§ **Supplied material**:

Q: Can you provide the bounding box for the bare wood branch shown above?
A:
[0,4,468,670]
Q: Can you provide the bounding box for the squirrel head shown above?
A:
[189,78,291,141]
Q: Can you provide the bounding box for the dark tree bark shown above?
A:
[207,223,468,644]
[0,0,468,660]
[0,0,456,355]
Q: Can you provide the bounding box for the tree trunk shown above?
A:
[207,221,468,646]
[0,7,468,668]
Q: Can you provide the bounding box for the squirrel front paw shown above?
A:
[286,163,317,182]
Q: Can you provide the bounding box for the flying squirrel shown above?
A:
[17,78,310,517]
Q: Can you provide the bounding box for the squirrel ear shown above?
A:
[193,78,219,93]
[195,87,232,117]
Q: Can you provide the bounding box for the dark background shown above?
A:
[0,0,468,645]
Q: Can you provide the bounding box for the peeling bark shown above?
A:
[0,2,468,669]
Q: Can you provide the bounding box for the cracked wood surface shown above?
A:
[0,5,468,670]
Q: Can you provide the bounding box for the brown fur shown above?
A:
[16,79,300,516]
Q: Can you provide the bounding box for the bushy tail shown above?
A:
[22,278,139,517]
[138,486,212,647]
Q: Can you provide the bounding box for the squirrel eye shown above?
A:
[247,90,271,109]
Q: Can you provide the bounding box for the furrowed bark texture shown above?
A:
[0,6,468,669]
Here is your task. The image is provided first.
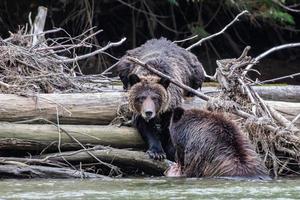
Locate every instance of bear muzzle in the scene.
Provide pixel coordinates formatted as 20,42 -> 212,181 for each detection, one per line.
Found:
142,97 -> 156,121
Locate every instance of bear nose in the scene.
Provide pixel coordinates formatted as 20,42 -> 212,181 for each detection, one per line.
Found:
145,111 -> 153,118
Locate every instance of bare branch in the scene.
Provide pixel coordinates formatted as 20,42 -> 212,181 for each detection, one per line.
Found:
243,42 -> 300,75
56,38 -> 126,64
250,72 -> 300,86
186,10 -> 249,51
173,35 -> 198,43
273,0 -> 300,13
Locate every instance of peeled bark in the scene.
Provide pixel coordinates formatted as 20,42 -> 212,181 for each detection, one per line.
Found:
0,165 -> 109,179
41,148 -> 170,175
0,123 -> 144,151
0,92 -> 126,124
0,86 -> 300,125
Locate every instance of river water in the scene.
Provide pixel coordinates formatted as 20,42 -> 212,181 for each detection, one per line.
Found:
0,178 -> 300,200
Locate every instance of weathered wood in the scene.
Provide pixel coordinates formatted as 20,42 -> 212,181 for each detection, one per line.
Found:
0,123 -> 144,151
0,86 -> 300,125
0,165 -> 109,179
184,98 -> 300,127
0,92 -> 126,124
41,148 -> 170,175
202,85 -> 300,102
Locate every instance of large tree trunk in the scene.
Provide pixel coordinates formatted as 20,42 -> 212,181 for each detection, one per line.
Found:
0,123 -> 144,153
0,92 -> 126,124
40,148 -> 170,175
0,86 -> 300,125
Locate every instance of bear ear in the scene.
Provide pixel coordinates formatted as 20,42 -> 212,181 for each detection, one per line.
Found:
128,74 -> 141,86
159,78 -> 170,89
173,107 -> 184,123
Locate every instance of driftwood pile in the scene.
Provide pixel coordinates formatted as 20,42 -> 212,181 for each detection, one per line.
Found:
0,7 -> 168,178
0,7 -> 300,178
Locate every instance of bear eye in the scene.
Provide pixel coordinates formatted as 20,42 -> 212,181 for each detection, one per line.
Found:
151,96 -> 160,102
135,97 -> 145,103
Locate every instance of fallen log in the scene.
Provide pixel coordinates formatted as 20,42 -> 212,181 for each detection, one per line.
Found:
0,165 -> 109,179
0,92 -> 126,124
0,86 -> 300,125
0,123 -> 144,151
40,148 -> 170,175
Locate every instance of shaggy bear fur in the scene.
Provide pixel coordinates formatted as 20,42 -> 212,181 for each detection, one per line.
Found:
117,38 -> 205,160
170,107 -> 269,179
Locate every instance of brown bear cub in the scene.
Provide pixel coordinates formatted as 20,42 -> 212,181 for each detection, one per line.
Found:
117,38 -> 205,160
167,107 -> 270,180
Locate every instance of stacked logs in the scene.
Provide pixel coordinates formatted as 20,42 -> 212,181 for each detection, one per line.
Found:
0,86 -> 300,178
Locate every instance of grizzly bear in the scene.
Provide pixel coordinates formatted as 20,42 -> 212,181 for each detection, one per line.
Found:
167,107 -> 269,179
117,38 -> 205,160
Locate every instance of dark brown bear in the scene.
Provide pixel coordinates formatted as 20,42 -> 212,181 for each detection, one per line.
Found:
168,107 -> 269,179
117,38 -> 204,160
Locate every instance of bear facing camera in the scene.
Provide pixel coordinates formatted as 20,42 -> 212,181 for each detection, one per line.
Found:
166,107 -> 270,180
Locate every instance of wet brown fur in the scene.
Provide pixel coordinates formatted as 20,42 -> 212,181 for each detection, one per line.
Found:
170,108 -> 268,179
117,38 -> 205,110
128,75 -> 171,114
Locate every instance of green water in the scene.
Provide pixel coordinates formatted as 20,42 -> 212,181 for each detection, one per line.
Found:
0,178 -> 300,200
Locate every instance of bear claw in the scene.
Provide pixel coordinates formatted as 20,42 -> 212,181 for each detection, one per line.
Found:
146,150 -> 166,160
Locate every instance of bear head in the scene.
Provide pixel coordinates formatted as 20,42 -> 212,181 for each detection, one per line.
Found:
171,107 -> 184,123
128,74 -> 170,121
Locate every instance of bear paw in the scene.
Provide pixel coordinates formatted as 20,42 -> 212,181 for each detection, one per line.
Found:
146,149 -> 166,160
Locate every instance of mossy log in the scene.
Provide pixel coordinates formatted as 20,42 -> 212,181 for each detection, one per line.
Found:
0,123 -> 144,151
0,86 -> 300,125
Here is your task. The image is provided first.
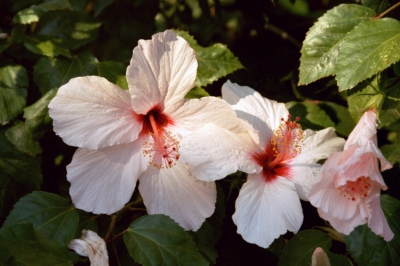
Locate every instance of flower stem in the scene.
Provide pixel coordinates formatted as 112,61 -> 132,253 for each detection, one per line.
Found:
376,2 -> 400,19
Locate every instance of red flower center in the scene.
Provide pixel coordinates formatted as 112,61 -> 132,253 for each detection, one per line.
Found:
140,105 -> 179,169
253,115 -> 304,182
338,176 -> 372,201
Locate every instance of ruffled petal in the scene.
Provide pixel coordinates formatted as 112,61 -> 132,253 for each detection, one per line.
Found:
308,172 -> 361,221
49,76 -> 142,149
165,97 -> 258,138
67,138 -> 148,214
139,162 -> 217,231
127,30 -> 197,114
368,187 -> 394,241
68,230 -> 109,266
233,174 -> 303,248
295,127 -> 345,163
222,80 -> 289,147
179,124 -> 262,181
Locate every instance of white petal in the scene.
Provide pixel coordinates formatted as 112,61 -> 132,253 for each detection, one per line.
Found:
165,97 -> 258,139
233,174 -> 303,248
68,230 -> 109,266
127,30 -> 197,114
49,76 -> 142,149
139,161 -> 217,231
294,127 -> 345,163
308,172 -> 360,221
179,124 -> 262,181
222,81 -> 289,147
67,138 -> 148,214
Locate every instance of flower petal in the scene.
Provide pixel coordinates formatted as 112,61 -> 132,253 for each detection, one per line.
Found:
127,30 -> 197,114
222,80 -> 289,147
165,97 -> 258,137
68,230 -> 109,266
139,161 -> 217,231
233,174 -> 303,248
179,124 -> 262,181
294,127 -> 345,163
49,76 -> 142,149
67,138 -> 148,214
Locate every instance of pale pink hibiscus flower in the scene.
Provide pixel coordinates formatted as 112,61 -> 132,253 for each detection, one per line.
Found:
68,230 -> 109,266
181,81 -> 344,248
309,110 -> 394,241
49,30 -> 248,230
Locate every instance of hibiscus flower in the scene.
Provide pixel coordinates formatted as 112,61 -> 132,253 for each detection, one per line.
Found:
68,230 -> 109,266
181,81 -> 344,248
309,110 -> 394,241
49,30 -> 246,230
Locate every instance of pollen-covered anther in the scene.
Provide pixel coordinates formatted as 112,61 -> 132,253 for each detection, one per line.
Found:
143,130 -> 180,169
338,176 -> 372,201
271,115 -> 304,159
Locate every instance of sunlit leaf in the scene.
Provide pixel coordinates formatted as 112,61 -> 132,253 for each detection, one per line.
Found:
0,223 -> 72,266
4,191 -> 79,246
335,18 -> 400,91
33,53 -> 97,95
286,102 -> 335,130
97,61 -> 128,90
36,10 -> 101,49
13,0 -> 72,24
124,214 -> 208,265
299,4 -> 376,85
24,90 -> 57,137
24,34 -> 71,57
174,30 -> 243,87
0,122 -> 42,220
362,0 -> 390,14
0,65 -> 28,125
344,195 -> 400,266
278,229 -> 332,266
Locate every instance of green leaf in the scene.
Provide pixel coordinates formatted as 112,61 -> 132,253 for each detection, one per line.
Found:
185,87 -> 210,99
299,4 -> 376,85
0,121 -> 42,220
380,143 -> 400,164
347,75 -> 385,122
24,90 -> 57,135
335,18 -> 400,91
0,65 -> 28,125
124,214 -> 208,265
174,30 -> 243,87
13,0 -> 72,24
286,102 -> 335,130
362,0 -> 389,14
36,10 -> 101,49
324,252 -> 353,266
278,229 -> 332,266
344,195 -> 400,266
93,0 -> 114,17
24,34 -> 71,57
4,191 -> 79,246
0,223 -> 72,266
97,61 -> 128,90
33,53 -> 97,95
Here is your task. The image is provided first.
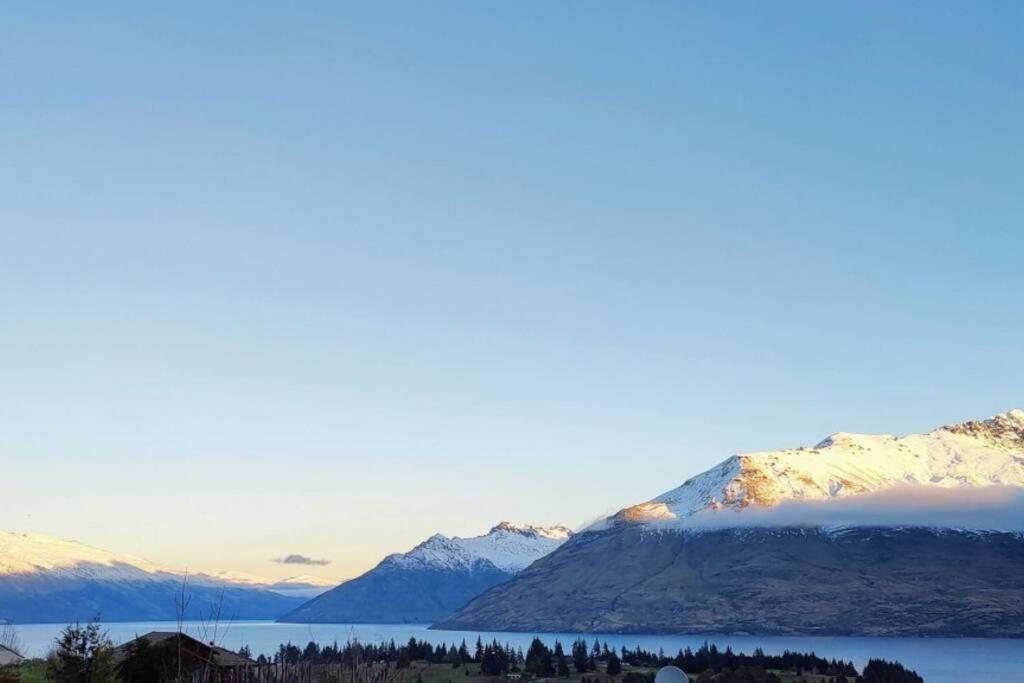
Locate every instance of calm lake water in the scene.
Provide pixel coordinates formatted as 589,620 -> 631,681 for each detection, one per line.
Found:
9,622 -> 1024,683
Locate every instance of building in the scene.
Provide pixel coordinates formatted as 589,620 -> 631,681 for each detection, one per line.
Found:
114,631 -> 256,671
0,645 -> 25,667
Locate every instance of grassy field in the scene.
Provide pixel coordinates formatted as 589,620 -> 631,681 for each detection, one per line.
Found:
0,659 -> 46,683
402,661 -> 830,683
0,660 -> 829,683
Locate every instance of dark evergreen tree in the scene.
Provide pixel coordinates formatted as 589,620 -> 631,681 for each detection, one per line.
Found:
605,650 -> 623,676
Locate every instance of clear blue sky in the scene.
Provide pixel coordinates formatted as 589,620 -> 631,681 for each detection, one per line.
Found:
0,1 -> 1024,575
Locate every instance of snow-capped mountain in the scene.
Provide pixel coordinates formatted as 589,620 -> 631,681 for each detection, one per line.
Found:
384,522 -> 572,573
435,411 -> 1024,637
615,410 -> 1024,523
0,531 -> 325,623
280,522 -> 572,624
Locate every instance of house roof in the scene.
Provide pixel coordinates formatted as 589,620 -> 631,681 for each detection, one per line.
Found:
0,645 -> 25,659
115,631 -> 256,668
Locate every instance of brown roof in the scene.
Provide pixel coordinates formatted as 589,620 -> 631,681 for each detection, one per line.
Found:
115,631 -> 256,669
0,645 -> 25,659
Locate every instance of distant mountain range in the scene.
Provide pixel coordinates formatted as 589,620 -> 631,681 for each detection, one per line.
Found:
280,522 -> 572,624
435,411 -> 1024,637
0,531 -> 334,623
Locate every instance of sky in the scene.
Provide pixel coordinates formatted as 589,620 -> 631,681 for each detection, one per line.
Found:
0,1 -> 1024,578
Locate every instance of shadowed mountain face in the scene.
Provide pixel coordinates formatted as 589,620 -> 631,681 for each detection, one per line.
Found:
280,562 -> 513,624
280,522 -> 572,624
433,525 -> 1024,637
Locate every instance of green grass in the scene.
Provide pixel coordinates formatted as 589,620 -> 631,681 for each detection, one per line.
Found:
401,661 -> 829,683
0,659 -> 47,683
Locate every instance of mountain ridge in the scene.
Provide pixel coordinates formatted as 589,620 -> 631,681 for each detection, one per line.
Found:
279,522 -> 572,624
431,410 -> 1024,637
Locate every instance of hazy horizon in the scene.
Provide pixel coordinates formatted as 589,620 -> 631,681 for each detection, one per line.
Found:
0,2 -> 1024,579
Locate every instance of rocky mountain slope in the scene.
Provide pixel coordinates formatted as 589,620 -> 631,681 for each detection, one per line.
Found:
280,522 -> 571,624
435,411 -> 1024,637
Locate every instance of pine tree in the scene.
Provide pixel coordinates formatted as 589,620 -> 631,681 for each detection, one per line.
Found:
606,650 -> 623,676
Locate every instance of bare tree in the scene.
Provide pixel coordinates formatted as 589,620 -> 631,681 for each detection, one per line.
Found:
0,624 -> 25,654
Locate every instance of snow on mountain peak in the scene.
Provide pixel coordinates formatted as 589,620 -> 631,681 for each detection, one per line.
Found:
610,410 -> 1024,523
0,531 -> 338,593
384,521 -> 572,573
0,531 -> 173,581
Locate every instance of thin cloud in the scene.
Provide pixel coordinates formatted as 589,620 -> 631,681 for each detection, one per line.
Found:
270,554 -> 331,566
668,486 -> 1024,531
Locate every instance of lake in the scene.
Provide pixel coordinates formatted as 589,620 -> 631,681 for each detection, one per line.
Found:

§ **Your task**:
Reproduce the entries above word for word, from the first line through the line containing "[0,6,468,669]", with both ends included.

§ **Written answer**:
Q: Can you provide the bounding box for the bare wood branch shown above?
A:
[0,4,468,670]
Q: Can you provide the bounding box for the squirrel head shown above?
A:
[189,78,291,141]
Q: Can you provide the bounding box for the dark tree bark shown above?
A:
[207,223,468,644]
[0,0,468,660]
[0,0,456,355]
Q: Can you provide the bounding box for the tree trunk shown above?
A:
[207,221,468,646]
[0,7,468,668]
Q: Can you provide the bounding box for the squirrel front paw shown above?
A:
[286,163,317,182]
Q: Can you provide the bounding box for the flying squirrel shown above?
A:
[17,78,310,517]
Q: Can you provide the bounding box for the squirrel ear shown above?
A:
[193,78,219,93]
[195,87,232,117]
Q: Can you provide the bounding box for the dark background shown above?
A:
[0,0,468,645]
Q: Can you provide the bounding box for the peeling bark shown above?
A:
[0,2,468,669]
Q: Can you provide the bounding box for the cracked wood surface shown above?
A:
[0,5,468,670]
Q: Can you provide the bounding box for the brown fur shown above?
A:
[16,79,300,516]
Q: Can you provide the bounding box for the bushy tail shown above?
A:
[22,278,139,517]
[138,486,212,647]
Q: Can you provide the bounding box for the squirrel eye shown above?
A:
[247,90,271,109]
Q: Can you provide the bounding box for the furrowed bark texture shown above?
A:
[0,6,468,669]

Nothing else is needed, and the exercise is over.